> EXERCISE INSTRUCTIONS
Every line of the material is to be repeated exactly as it stands.

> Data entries
[Begin]
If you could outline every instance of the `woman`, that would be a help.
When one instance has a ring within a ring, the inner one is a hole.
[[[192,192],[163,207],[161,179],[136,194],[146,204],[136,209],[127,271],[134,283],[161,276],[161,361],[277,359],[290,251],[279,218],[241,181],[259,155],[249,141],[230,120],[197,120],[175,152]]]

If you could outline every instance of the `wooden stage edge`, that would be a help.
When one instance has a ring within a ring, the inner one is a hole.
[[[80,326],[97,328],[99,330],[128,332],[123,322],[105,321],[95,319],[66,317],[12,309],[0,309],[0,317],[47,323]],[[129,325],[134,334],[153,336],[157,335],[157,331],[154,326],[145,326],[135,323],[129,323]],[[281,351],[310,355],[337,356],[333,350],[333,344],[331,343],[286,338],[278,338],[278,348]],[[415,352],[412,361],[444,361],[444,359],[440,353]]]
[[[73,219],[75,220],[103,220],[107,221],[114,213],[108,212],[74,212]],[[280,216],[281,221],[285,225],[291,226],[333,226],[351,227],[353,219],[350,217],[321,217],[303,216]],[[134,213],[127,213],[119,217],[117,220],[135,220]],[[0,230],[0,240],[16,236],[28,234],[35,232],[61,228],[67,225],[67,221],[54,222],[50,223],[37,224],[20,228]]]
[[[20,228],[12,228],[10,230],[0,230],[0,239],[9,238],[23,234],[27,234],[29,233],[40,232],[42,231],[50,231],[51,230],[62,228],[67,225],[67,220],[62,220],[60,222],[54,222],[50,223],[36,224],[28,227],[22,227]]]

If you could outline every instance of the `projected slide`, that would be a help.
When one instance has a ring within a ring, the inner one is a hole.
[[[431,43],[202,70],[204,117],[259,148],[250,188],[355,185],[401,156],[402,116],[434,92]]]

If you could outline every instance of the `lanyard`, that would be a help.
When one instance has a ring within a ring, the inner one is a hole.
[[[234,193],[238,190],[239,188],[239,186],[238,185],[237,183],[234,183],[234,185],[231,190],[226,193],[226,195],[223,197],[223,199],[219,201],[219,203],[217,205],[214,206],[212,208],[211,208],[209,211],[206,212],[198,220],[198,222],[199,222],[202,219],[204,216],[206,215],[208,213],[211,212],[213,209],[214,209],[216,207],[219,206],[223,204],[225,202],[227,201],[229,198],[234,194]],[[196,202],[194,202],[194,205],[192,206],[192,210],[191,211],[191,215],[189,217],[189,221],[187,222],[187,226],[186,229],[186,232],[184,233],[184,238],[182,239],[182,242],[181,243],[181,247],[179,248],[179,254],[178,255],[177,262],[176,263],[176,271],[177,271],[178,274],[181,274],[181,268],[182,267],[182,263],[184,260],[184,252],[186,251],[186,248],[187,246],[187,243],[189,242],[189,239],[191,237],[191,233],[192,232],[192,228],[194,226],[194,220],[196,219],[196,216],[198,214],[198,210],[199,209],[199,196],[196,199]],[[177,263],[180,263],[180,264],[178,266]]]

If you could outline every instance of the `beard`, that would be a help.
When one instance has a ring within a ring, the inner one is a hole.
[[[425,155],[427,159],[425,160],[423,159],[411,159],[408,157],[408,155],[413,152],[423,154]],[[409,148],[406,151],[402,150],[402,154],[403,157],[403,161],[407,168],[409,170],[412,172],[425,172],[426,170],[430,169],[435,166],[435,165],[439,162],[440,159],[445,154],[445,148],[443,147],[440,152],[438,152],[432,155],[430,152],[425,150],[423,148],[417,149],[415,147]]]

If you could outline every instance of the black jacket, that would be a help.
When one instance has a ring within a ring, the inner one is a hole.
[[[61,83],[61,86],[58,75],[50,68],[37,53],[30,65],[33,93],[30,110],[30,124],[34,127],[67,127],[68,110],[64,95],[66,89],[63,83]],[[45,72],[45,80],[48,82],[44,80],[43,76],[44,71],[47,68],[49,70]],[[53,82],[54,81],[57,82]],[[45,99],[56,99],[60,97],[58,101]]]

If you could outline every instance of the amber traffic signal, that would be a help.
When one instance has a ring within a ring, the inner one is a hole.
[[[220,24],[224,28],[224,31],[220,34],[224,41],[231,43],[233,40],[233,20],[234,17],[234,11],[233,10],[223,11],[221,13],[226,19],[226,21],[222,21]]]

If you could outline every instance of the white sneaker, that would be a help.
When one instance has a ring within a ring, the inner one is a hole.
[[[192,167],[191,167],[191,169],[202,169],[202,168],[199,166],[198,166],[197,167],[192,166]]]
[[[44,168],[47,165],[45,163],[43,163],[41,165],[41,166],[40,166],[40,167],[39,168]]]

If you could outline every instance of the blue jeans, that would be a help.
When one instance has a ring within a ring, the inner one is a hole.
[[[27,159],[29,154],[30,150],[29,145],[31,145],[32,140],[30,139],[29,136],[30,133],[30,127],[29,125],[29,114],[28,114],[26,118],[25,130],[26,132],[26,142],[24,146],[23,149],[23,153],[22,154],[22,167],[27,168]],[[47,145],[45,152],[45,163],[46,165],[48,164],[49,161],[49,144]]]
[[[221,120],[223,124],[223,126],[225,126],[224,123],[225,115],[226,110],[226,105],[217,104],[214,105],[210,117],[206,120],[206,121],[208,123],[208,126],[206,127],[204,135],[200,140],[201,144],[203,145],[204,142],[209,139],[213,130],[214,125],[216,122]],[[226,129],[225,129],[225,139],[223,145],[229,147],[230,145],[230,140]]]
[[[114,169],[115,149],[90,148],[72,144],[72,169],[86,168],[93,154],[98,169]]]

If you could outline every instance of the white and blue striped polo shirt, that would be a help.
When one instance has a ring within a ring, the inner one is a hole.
[End]
> THE REPLY
If you could outline every instance of the `woman`, that would be a help.
When one instance has a ring within a ring, the inner one is a hole.
[[[192,192],[163,207],[161,179],[136,194],[146,204],[136,209],[127,271],[134,283],[161,276],[161,361],[277,359],[290,251],[279,218],[241,181],[259,155],[249,141],[230,120],[197,120],[175,152]]]

If you could outline every instance of the `wooden stage edge`, that would be a help.
When one instance has a ring within a ring, the inner one is a hole.
[[[80,326],[97,328],[99,330],[128,332],[123,322],[105,321],[95,319],[66,317],[12,309],[0,309],[0,317],[47,323]],[[129,325],[134,334],[153,336],[157,335],[157,331],[154,326],[145,326],[135,323],[129,323]],[[281,351],[310,355],[337,356],[333,350],[333,344],[331,343],[286,338],[278,338],[278,348]],[[415,352],[412,361],[444,361],[444,359],[440,353]]]
[[[73,219],[75,220],[103,220],[107,221],[114,213],[108,212],[74,212]],[[280,216],[281,221],[285,225],[291,226],[333,226],[351,227],[353,219],[350,217],[321,217],[303,216]],[[134,213],[127,213],[119,217],[117,220],[135,220]],[[0,230],[0,240],[16,236],[28,234],[35,232],[61,228],[67,225],[67,221],[54,222],[50,223],[37,224],[20,228]]]
[[[20,228],[12,228],[10,230],[0,230],[0,239],[9,238],[23,234],[27,234],[29,233],[40,232],[42,231],[50,231],[51,230],[62,228],[67,225],[67,220],[62,220],[60,222],[54,222],[50,223],[36,224],[28,227],[22,227]]]

If you could outline every instance of the `projected slide`, that would be a help.
When one instance has a ring within a ring, the inner one is a hole.
[[[431,43],[202,70],[204,117],[259,148],[250,188],[355,185],[401,156],[402,116],[434,92]]]

If you could outline every instance of the `lanyard`, that would be a help.
When one instance has a ring within a ring, the inner one is a hole.
[[[234,193],[238,190],[239,188],[239,186],[238,185],[237,183],[234,183],[234,185],[231,190],[226,193],[226,195],[223,197],[223,199],[219,201],[219,203],[217,205],[214,206],[212,208],[211,208],[209,211],[206,212],[198,220],[198,222],[199,222],[202,219],[204,216],[206,215],[208,213],[211,212],[213,209],[214,209],[216,207],[219,206],[223,204],[225,202],[227,201],[229,198],[234,194]],[[196,202],[194,202],[194,205],[192,206],[192,210],[191,211],[191,215],[189,217],[189,221],[187,222],[187,226],[186,229],[186,232],[184,233],[184,238],[182,239],[182,242],[181,243],[181,247],[179,248],[179,254],[178,255],[177,262],[176,263],[176,271],[177,271],[178,274],[181,274],[181,268],[182,267],[182,263],[184,260],[184,252],[186,251],[186,248],[187,246],[187,243],[189,242],[189,239],[191,237],[191,233],[192,232],[192,228],[194,226],[194,220],[196,219],[196,216],[198,214],[198,210],[199,209],[199,196],[196,199]],[[177,263],[180,263],[180,264],[178,266]]]

If you could outline every instance of the `beard`, that would be a help.
When one instance has a ring within a ring, the inner one is a hole.
[[[425,155],[427,159],[425,160],[423,159],[411,159],[408,157],[408,155],[413,152],[423,154]],[[409,148],[406,151],[402,150],[402,154],[403,157],[403,161],[407,168],[409,170],[412,172],[425,172],[426,170],[430,169],[435,166],[435,165],[439,162],[440,159],[445,154],[445,148],[443,147],[440,152],[438,152],[432,155],[430,152],[425,150],[423,148],[417,149],[415,147]]]

If you could outline every instance of the black jacket, that would be a help.
When one instance has a ring within a ring, the inner one is a hole.
[[[61,83],[61,86],[58,75],[50,68],[37,53],[30,65],[33,93],[30,110],[30,124],[34,127],[67,127],[68,110],[64,95],[66,89],[63,83]],[[45,72],[45,80],[48,82],[44,80],[43,76],[44,71],[47,68],[49,70]],[[53,82],[54,81],[57,82]],[[45,99],[56,99],[60,97],[58,101]]]

If you could outline every instance of the amber traffic signal, that would be a help.
When one instance has a ring within a ring, the inner one is a hole.
[[[220,24],[224,28],[224,31],[220,34],[224,41],[231,43],[233,40],[233,20],[234,17],[234,11],[233,10],[223,11],[221,13],[226,19],[226,21],[222,21]]]

If you could outline every instance of the white sneaker, that would be a help.
When one instance has a ring within a ring, the inner one is a hole.
[[[192,167],[191,167],[191,169],[202,169],[202,168],[199,166],[198,166],[197,167],[192,166]]]
[[[44,168],[47,165],[45,163],[43,163],[41,165],[41,166],[40,166],[40,167],[39,168]]]

If you could outline every instance of the blue jeans, that would be a help.
When one instance has a ring within a ring, the inner one is a hole.
[[[27,159],[29,154],[30,150],[29,145],[31,145],[32,140],[30,139],[29,136],[30,133],[30,127],[29,125],[29,114],[28,114],[26,118],[25,130],[26,132],[26,142],[24,146],[23,149],[23,153],[22,154],[22,167],[27,168]],[[47,145],[45,152],[45,163],[46,165],[48,164],[49,161],[49,144]]]
[[[221,120],[223,124],[223,126],[225,126],[224,123],[225,115],[226,110],[226,105],[217,104],[214,105],[210,117],[206,120],[206,121],[208,123],[208,126],[206,127],[204,135],[200,140],[201,144],[203,145],[204,142],[209,139],[213,130],[214,125],[216,122]],[[226,129],[225,129],[225,139],[223,145],[229,147],[230,145],[230,140]]]
[[[114,169],[115,149],[90,148],[72,144],[72,169],[86,168],[93,154],[98,169]]]

If you could outline every instance of the white and blue striped polo shirt, that would be a help.
When one instance has a ring within a ring, the inner one is a hole.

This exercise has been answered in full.